RECORDS PROVIDED =
---
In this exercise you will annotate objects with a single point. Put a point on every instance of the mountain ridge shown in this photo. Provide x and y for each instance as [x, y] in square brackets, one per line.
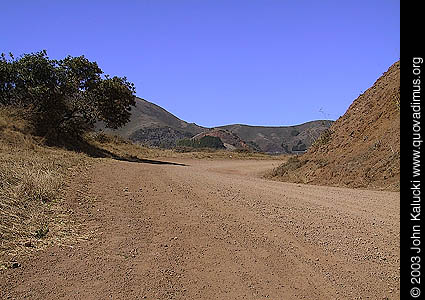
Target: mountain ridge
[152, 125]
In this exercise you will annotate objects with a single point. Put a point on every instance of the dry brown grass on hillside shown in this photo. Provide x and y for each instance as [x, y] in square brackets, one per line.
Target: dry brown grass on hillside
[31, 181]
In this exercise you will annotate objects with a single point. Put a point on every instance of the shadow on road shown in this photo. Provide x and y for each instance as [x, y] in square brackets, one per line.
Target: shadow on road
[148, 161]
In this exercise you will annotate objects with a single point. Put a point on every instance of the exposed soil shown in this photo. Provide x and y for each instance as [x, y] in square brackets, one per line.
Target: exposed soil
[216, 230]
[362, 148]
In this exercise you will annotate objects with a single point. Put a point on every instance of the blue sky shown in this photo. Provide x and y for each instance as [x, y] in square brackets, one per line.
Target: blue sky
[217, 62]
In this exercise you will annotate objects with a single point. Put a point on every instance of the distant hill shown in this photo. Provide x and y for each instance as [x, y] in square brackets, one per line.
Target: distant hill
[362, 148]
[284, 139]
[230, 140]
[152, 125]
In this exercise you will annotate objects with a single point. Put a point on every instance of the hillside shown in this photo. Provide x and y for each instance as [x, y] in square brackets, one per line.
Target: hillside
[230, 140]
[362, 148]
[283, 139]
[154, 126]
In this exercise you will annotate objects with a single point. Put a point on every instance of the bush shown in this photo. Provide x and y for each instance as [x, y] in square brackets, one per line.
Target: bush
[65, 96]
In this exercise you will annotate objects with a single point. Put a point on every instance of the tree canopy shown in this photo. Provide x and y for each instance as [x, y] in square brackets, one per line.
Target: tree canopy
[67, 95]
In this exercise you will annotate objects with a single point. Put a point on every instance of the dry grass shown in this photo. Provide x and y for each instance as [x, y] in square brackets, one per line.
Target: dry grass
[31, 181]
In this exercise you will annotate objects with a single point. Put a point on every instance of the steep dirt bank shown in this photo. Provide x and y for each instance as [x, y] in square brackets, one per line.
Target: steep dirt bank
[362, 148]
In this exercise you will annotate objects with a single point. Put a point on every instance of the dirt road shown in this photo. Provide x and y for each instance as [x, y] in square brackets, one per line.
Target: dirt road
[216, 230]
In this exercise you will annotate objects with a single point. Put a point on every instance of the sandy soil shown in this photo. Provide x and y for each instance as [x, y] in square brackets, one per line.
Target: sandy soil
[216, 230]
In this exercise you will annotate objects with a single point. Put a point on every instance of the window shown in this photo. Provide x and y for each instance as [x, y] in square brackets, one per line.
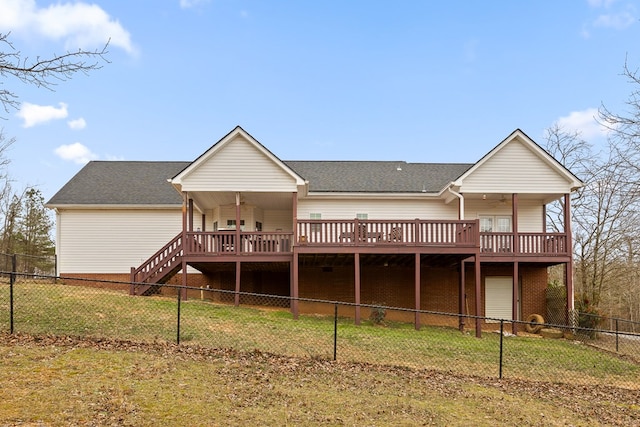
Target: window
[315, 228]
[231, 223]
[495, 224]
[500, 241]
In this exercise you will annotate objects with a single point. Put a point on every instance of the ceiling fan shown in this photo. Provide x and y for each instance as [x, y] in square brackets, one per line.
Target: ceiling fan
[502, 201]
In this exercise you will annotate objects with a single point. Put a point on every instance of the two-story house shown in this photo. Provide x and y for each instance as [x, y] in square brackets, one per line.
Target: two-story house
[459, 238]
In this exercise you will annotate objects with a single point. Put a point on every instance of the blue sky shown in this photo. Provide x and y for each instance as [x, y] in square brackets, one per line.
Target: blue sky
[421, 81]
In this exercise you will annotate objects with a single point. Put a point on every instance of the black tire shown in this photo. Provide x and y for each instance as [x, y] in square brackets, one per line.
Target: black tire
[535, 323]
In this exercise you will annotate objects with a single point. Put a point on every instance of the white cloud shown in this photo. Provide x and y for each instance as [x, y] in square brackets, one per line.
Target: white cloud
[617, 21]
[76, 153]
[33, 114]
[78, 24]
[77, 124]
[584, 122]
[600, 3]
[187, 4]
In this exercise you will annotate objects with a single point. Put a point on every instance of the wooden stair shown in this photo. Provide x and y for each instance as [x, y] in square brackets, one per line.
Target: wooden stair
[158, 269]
---
WHAT IS EXPECTED =
Give all of the records above as a two-column CSV with the headers text and answer, one row per record. Put each record's text and its answer in their own quoted fields, replace line breaks with spaces, and leave out the pictures.

CORRECT ANSWER =
text,answer
"In this exercise you will annotate objects with a single point. Put a point on every instance of the mountain ridge shown in this photo. Provide x and y for each instance as [x, y] in square brackets, one per line. Target: mountain ridge","[152, 125]"
"In this exercise you will annotate objects with a single point. Put a point on every instance of the dry brown grass on hillside shown in this photo. Provide x and y for each instance as [x, y] in square brackets, one per line. Target: dry brown grass on hillside","[31, 181]"
"In this exercise you will annotate objects with a single point. Put a point on every instance of the shadow on road shown in this photo. Provide x and y for each instance as [x, y] in square brackets, one per line. Target: shadow on road","[148, 161]"
"In this exercise you will annotate objects with a single point. Put a point on every instance of the exposed soil shown in this photo. Provide x and y for each instance as [x, y] in square brackets, one per line. Target: exposed soil","[216, 230] [362, 148]"
"In this exercise you will annotate objects with a single point. Put a point on every instance of the blue sky shown in this photo. Provide x and y for each instance as [x, y] in square brackets, one per line. Target: blue sky","[217, 62]"
"In this exercise you will annotate objects with a single point. Put a point on every instance of the distant hill shown in this photo. Provide x and y for each instance as [x, y] in square brackets, one per line. Target: distant hill","[362, 148] [284, 139] [230, 140] [152, 125]"
"In this exercise you will annotate objects with a single point. Put a point on every instance of the hillside shown in this photo. Provide x and y for each instance as [x, y] in square brackets, one per line. Target: hillside","[230, 140] [362, 148] [283, 139] [154, 126]"
"In this exercise you will annotate objects with a single point. Put a point on every instance of the bush shown in this photo. Provide x and y for each instance as [x, y] in square brackets, one per line. Target: bush","[65, 96]"
"In this exercise you will annotate objects with a single point. Put a point on every instance of the tree canopy shown in this photo. Provide x and y for each instance as [x, y] in square brackets, one per line. Target: tree canopy","[67, 95]"
"In this exercise you will annotate objects with a single point. Put a point on every instance of the dry grass shown in this photo. Provide x and y for each instance as [x, y] in square brackets, one per line. Target: dry grass","[31, 181]"
"In this exercise you will annotate objects with a single point. Put a point on every instance of the steep dirt bank shown in this photo. Provide x and y for each instance as [x, y] in square brackets, one per line. Target: steep dirt bank","[362, 148]"
"In this exercise you will annotate objects with a single point. Put a point on every instance of the dirt road shown in this photo. Provide x and y for each instance as [x, y] in square brackets, one per line. Target: dirt road","[216, 230]"
"In this exercise you will annotate objects with a single point. Put a point on every instance of the sandy soil shown in this photo. Provide x and y for each instance as [x, y] in square brackets, one per line. Target: sandy soil","[216, 230]"
"In this exercise you will annotate objects with a single point. Put a point on every instance of the window shown in this photo. Provide x and y for each instance as [x, y] in square brackets, one per line. Target: window","[315, 228] [231, 223] [495, 224] [500, 241]"
"In this exercise you will annotate objects with a single point. Put a point on every instance of the ceiling fan shown in this photo. Provide x and y for each instance as [x, y] in square brackets, one per line. Target: ceiling fan","[502, 201]"
"In this exercise you will annotate objects with a single point. Put a point on every instance of the two-story house shown in this photo. Provide x and y for each instance as [x, y] in square brackets, one per line. Target: two-story house","[459, 238]"
"In this exercise you will annotate objects with a single point. Put a point on every instance of the blue sky shown in this photo. Provide x and y for each instance as [x, y] in square brackets, one per line. Target: blue sky","[421, 81]"
"In this exercise you will annotate objects with a single point. Put a point on every instance of the black tire shown in this photo. Provide x and y for each instance as [x, y] in square brackets, one per line. Target: black tire","[535, 323]"
"In this exercise you will annotate objects with a single point. Put a point on every instance of the white cloud shown in this photo. Provide x and y for each instance as [x, y] in square brackets, one per line. Target: white cloud","[617, 21] [76, 153] [33, 114] [78, 24] [77, 124] [584, 122] [600, 3] [187, 4]"
"In this exercise you will annotate objects with a single point. Put a point on every instance of the wooden stair shown in this photo. Provide x and y for each instance as [x, y] in square brackets, one per line. Target: wooden stair","[158, 269]"